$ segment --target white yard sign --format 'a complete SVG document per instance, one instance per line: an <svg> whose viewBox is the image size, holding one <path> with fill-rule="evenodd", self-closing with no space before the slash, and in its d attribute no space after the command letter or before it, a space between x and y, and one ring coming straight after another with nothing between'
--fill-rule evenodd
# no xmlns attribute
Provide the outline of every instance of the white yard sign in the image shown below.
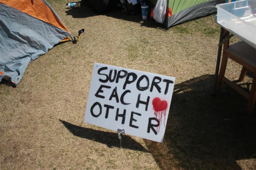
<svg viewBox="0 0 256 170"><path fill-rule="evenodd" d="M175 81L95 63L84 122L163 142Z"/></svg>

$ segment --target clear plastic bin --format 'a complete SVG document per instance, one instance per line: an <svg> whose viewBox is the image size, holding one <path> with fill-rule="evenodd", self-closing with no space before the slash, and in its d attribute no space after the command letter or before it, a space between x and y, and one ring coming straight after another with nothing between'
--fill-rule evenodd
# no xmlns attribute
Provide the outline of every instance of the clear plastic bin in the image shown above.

_ _ _ _ _

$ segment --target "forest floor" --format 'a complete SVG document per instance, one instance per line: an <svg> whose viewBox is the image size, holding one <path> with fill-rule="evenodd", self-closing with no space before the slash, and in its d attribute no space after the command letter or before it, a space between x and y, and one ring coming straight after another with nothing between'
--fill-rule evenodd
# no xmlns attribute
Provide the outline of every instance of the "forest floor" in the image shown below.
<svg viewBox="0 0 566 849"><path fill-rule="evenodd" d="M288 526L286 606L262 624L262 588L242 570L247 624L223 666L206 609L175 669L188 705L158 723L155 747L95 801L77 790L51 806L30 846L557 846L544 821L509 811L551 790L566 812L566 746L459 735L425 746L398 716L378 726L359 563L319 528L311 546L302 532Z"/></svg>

_ _ _ _ _

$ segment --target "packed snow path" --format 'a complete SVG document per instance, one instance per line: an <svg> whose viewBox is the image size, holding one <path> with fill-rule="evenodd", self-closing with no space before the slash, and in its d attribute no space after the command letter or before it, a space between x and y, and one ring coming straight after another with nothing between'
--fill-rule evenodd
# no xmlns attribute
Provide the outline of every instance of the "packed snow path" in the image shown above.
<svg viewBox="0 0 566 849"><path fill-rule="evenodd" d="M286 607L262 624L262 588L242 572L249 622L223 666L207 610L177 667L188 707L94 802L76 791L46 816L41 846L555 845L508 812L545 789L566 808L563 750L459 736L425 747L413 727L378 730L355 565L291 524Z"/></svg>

_ _ _ _ _

In the preceding records, tally the lines that contain the string "above", counting only matches in the same case. Reply with the number alone.

> _ANSWER TO THIS EXERCISE_
2